» The problem: Rewrite every entry below with "one dot per instance" changed to "a single dot for each instance", and keep everything else the same.

» Records supplied:
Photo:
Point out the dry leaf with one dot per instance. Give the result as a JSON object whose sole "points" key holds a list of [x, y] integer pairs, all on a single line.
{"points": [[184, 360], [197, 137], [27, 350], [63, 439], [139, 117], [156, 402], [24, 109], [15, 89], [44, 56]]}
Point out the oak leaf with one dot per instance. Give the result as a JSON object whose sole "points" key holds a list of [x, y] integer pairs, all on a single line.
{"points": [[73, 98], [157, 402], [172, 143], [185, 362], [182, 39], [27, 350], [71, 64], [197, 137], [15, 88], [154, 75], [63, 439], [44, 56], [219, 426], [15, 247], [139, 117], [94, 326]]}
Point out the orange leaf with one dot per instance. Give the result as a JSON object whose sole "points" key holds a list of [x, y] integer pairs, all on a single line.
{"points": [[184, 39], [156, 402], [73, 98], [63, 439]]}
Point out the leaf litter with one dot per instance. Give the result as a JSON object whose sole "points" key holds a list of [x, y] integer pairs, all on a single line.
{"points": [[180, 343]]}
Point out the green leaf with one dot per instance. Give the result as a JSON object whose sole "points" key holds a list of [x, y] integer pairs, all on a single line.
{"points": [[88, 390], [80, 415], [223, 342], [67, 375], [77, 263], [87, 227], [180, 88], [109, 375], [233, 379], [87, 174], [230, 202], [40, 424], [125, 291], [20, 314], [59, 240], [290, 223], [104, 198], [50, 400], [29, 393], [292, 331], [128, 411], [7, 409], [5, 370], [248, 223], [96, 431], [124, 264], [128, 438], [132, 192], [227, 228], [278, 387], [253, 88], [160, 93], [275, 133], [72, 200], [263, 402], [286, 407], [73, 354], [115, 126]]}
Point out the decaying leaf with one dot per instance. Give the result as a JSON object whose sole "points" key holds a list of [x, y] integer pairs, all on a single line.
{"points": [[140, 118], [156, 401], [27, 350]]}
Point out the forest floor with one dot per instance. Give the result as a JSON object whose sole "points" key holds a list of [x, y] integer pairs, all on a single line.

» Problem solution:
Photo:
Point out the dry leaf with a single dot for each instance. Give the result as a JSON object whose sole "points" key holds a list of [x, y] integer pairs, all on a single line.
{"points": [[184, 360], [197, 137], [27, 350], [63, 439], [139, 117], [156, 402], [24, 109], [15, 89], [44, 56]]}
Point out the oak leaf with a single dot for each instance. Give the result as a JSON object whose sole "points" key holds a list of [x, y] integer pairs, all on a single line.
{"points": [[73, 98], [157, 402], [172, 143], [185, 362], [182, 39], [27, 350], [71, 64], [197, 137], [15, 88], [154, 75], [63, 439], [44, 56], [219, 426], [15, 247], [139, 117], [94, 326]]}
Point out the orange leaf with a single dot for each instance. Give the result as a JSON object whose sole "points" key holds a list of [x, y] integer pairs, all on a single line.
{"points": [[184, 39], [156, 402], [73, 98], [63, 439]]}
Point out the leaf litter with a single dot for each instance. Give the result as a JSON object whose sole "points" key holds a list of [x, y] integer pairs, all on a single line.
{"points": [[180, 343]]}
Point out the green leaf with a single dot for each instance. Give the result as a JSON object whose sole "points" key holds a list of [x, y] integer pairs, all on a single line.
{"points": [[88, 390], [80, 415], [223, 342], [67, 375], [77, 263], [87, 227], [180, 88], [109, 375], [233, 379], [87, 174], [230, 202], [40, 424], [125, 291], [20, 314], [59, 240], [290, 223], [104, 198], [50, 400], [29, 393], [292, 331], [128, 411], [7, 409], [5, 370], [248, 223], [96, 431], [124, 264], [128, 438], [132, 192], [227, 228], [278, 387], [253, 88], [160, 93], [275, 133], [72, 200], [263, 402], [286, 407], [73, 354], [115, 126]]}
Point out the decaying leaf with a single dot for each instance. Give the result as a JSON object whose sole "points" key holds a list of [x, y] integer pairs, all on a single line.
{"points": [[140, 118], [156, 401], [27, 350]]}
Point out the forest floor with a single dot for each instance. Give the result as a JSON object whose sole "points" key holds a list of [x, y] integer pairs, all on a single line.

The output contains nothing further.